(Data for processing)
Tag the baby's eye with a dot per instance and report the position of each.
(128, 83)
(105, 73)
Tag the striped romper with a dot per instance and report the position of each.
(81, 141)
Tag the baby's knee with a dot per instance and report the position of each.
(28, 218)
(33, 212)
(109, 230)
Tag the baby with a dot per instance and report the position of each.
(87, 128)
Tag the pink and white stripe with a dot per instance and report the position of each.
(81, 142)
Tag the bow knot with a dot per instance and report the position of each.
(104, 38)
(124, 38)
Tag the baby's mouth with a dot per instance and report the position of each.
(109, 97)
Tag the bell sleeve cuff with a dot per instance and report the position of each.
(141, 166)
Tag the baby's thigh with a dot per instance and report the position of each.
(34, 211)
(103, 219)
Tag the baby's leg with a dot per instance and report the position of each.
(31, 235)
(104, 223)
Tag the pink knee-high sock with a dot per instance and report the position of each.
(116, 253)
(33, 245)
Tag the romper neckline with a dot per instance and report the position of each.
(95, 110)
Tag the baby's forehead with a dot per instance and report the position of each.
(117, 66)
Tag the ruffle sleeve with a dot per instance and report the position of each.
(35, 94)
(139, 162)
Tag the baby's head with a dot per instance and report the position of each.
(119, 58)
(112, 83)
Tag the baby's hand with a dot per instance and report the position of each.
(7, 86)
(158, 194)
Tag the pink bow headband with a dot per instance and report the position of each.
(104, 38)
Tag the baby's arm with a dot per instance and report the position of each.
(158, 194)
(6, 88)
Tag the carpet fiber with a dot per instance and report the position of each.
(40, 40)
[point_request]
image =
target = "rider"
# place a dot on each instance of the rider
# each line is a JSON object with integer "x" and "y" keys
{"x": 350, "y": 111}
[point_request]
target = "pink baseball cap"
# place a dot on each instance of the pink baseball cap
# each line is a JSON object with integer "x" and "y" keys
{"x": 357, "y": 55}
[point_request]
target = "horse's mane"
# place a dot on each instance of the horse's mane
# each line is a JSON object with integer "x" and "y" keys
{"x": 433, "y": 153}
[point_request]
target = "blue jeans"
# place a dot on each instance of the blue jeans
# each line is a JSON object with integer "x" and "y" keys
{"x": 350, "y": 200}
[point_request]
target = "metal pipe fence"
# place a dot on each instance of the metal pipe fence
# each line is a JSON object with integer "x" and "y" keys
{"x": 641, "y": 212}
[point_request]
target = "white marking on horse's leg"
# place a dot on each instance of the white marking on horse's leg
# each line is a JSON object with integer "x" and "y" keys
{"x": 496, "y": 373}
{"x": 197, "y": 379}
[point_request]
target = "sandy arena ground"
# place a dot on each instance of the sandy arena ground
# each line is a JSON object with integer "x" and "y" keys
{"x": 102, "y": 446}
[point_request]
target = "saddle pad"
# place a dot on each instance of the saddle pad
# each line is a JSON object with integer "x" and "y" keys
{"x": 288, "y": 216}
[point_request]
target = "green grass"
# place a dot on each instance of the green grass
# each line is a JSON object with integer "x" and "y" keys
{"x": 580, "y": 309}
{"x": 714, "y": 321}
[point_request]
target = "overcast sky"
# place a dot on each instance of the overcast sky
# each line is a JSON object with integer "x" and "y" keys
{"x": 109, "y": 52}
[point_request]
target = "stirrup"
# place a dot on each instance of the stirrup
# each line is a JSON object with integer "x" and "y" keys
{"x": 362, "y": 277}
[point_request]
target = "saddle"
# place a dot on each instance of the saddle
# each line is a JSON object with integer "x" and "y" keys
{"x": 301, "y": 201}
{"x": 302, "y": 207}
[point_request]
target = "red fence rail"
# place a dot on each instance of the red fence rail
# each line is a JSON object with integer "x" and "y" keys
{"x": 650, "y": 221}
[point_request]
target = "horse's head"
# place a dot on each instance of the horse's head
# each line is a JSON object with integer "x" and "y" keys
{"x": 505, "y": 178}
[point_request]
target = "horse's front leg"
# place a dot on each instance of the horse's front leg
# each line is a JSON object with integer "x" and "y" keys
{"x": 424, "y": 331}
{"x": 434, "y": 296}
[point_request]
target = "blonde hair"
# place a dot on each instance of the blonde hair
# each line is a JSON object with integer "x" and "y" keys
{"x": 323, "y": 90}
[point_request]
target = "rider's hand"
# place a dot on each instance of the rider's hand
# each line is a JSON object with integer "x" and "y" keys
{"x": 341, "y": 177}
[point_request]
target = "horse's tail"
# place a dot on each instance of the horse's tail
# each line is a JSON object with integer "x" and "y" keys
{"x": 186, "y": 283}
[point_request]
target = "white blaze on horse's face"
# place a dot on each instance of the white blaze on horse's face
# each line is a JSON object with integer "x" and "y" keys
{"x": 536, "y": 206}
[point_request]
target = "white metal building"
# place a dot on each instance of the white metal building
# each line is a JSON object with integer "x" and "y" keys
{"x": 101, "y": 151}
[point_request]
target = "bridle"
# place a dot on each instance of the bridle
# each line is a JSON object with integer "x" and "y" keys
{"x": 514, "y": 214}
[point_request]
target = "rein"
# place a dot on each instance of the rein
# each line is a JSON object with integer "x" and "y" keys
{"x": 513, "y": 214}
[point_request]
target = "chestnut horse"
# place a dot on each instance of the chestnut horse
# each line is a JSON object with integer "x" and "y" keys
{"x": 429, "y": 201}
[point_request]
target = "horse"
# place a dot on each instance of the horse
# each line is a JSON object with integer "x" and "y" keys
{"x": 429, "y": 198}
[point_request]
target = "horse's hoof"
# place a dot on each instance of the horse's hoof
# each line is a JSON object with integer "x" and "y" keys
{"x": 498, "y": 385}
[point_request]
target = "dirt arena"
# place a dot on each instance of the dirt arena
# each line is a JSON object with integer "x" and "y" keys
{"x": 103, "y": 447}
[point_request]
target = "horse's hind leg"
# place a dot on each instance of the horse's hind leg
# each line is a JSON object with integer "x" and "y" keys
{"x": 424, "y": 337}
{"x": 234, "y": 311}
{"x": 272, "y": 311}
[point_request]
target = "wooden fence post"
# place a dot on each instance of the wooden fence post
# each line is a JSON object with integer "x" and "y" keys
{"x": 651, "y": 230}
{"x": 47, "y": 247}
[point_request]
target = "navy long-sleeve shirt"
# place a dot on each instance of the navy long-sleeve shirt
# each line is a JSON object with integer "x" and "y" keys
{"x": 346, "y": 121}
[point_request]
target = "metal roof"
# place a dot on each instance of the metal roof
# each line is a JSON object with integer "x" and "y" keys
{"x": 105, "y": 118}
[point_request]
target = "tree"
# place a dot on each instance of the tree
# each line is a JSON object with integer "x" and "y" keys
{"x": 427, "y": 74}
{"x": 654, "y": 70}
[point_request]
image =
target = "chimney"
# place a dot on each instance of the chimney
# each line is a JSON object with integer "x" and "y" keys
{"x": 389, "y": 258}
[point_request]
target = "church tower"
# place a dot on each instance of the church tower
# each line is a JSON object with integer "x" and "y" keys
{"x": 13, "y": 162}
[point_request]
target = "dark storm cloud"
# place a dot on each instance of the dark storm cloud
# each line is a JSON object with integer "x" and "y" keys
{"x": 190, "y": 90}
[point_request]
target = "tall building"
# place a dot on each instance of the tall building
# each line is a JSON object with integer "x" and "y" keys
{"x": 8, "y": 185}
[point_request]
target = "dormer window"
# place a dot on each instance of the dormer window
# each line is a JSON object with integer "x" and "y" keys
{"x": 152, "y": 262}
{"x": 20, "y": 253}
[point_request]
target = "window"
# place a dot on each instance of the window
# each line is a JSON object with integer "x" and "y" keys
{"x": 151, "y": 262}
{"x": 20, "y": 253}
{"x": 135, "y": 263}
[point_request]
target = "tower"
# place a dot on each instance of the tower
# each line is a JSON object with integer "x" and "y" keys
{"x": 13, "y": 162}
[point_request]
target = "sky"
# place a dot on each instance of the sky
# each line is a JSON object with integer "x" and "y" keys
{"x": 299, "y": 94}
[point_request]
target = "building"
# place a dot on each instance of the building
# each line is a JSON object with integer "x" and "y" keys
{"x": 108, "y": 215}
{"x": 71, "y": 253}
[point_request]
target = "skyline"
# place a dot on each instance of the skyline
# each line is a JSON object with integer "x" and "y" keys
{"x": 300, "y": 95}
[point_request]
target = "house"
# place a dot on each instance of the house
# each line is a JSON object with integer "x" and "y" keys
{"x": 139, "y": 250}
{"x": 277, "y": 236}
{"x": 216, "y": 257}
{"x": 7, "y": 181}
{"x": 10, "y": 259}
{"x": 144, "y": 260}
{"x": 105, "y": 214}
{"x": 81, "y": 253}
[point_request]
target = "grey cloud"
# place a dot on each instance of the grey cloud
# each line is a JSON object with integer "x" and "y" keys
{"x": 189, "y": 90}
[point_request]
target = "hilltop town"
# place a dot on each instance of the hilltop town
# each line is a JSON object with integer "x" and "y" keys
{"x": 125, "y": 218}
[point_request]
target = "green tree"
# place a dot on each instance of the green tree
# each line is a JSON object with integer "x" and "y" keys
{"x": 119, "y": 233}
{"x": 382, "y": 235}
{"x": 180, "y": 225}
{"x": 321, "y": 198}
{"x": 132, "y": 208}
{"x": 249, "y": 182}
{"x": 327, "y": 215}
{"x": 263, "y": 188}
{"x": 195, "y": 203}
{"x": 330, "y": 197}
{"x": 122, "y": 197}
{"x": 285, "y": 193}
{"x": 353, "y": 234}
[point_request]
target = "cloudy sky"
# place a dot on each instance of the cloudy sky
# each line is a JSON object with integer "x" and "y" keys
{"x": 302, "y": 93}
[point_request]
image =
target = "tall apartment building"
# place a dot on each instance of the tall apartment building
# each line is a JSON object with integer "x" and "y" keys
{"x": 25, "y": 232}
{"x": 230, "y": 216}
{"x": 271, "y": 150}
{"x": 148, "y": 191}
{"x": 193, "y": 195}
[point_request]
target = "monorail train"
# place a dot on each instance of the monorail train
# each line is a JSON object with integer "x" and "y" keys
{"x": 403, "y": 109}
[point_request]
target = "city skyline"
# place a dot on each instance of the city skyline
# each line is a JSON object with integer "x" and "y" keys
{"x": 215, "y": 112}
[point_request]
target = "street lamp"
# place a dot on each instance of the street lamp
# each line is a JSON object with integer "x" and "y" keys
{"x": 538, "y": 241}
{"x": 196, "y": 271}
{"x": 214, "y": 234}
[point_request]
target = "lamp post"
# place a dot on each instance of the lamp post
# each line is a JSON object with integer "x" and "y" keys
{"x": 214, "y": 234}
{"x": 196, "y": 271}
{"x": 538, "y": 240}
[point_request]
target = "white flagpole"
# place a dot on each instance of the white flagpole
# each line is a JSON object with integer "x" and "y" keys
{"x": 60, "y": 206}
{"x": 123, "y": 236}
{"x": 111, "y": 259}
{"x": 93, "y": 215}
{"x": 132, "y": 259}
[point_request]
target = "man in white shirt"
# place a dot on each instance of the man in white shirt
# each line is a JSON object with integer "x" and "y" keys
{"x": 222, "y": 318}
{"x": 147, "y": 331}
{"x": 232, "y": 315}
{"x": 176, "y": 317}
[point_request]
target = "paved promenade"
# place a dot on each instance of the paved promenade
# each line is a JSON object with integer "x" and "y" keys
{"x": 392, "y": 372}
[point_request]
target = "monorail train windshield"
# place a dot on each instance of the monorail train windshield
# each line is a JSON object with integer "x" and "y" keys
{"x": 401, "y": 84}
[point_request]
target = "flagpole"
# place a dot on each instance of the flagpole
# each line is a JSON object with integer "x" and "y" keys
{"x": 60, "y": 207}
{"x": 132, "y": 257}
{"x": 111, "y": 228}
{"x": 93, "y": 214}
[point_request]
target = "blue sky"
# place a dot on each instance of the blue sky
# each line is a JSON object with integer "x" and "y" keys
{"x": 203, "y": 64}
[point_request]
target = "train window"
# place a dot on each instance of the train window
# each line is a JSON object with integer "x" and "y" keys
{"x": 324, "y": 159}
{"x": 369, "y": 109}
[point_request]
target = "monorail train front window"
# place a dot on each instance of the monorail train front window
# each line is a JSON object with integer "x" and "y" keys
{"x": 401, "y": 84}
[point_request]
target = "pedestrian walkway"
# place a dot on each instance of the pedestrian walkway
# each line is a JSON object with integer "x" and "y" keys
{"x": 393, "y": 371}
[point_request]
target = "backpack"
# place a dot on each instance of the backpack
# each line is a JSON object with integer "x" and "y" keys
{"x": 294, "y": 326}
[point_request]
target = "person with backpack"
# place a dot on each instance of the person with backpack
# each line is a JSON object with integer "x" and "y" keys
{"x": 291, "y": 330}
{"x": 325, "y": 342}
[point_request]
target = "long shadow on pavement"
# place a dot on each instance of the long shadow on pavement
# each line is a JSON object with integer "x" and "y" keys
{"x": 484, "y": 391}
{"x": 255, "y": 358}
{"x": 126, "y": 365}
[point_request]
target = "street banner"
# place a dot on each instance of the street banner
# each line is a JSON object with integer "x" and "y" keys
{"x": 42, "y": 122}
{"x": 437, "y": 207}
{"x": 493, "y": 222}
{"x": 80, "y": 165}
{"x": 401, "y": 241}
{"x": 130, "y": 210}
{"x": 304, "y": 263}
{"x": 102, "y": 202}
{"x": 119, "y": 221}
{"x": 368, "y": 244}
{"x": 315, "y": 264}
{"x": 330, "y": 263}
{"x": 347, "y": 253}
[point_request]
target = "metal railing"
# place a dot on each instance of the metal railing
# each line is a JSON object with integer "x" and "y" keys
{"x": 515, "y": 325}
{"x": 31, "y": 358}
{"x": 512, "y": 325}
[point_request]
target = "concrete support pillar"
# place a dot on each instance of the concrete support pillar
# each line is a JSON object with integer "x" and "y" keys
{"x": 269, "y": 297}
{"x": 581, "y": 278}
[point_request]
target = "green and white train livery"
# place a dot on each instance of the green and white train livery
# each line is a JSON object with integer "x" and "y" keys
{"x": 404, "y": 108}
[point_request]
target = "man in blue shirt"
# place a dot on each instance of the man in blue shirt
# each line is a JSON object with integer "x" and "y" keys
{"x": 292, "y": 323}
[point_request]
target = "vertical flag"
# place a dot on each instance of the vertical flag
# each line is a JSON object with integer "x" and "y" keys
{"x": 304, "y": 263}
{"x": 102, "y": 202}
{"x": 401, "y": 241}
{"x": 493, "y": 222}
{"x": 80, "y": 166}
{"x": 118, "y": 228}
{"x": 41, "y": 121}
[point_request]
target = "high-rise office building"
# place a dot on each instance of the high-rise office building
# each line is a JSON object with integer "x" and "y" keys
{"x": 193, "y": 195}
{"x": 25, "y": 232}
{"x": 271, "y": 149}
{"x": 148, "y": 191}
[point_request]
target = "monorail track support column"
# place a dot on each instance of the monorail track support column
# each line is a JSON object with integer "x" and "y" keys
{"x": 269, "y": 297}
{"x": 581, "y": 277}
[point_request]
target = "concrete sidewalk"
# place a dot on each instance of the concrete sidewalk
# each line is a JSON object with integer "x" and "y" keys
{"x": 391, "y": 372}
(End Data for processing)
Find the lines above that contain the string "hilltop" and answer with how many there are, nothing else.

2